Directions for this task :: Every entry below must be repeated exactly; skip the pictures.

Natural-language object grounding data ::
[Start of Attachment]

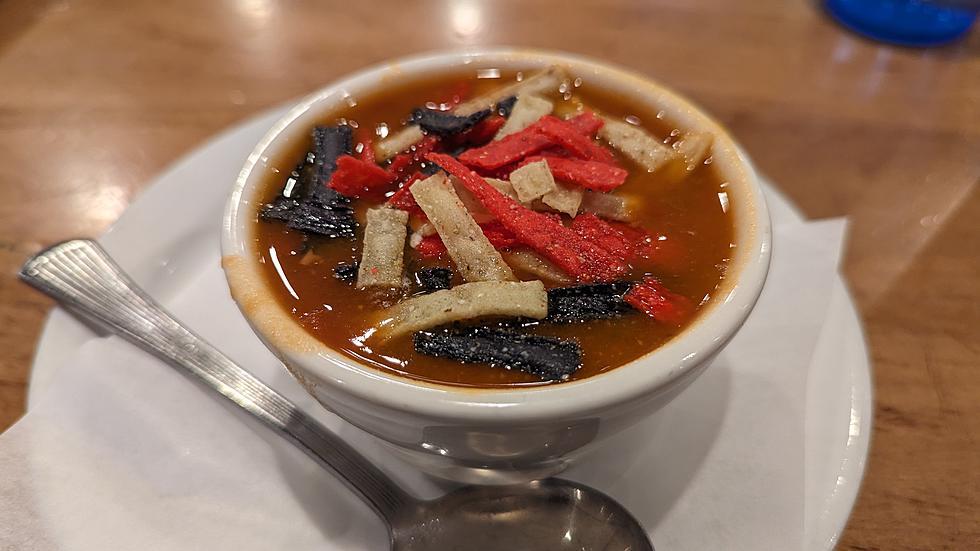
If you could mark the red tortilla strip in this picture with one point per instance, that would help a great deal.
(570, 139)
(357, 178)
(593, 175)
(602, 233)
(509, 149)
(512, 148)
(656, 301)
(565, 248)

[End of Attachment]

Exercise solution ::
If you could mark the red tortilla strip in this picture with one point per instance, that would help a great deal.
(570, 139)
(357, 178)
(593, 175)
(602, 233)
(509, 149)
(512, 148)
(656, 301)
(565, 248)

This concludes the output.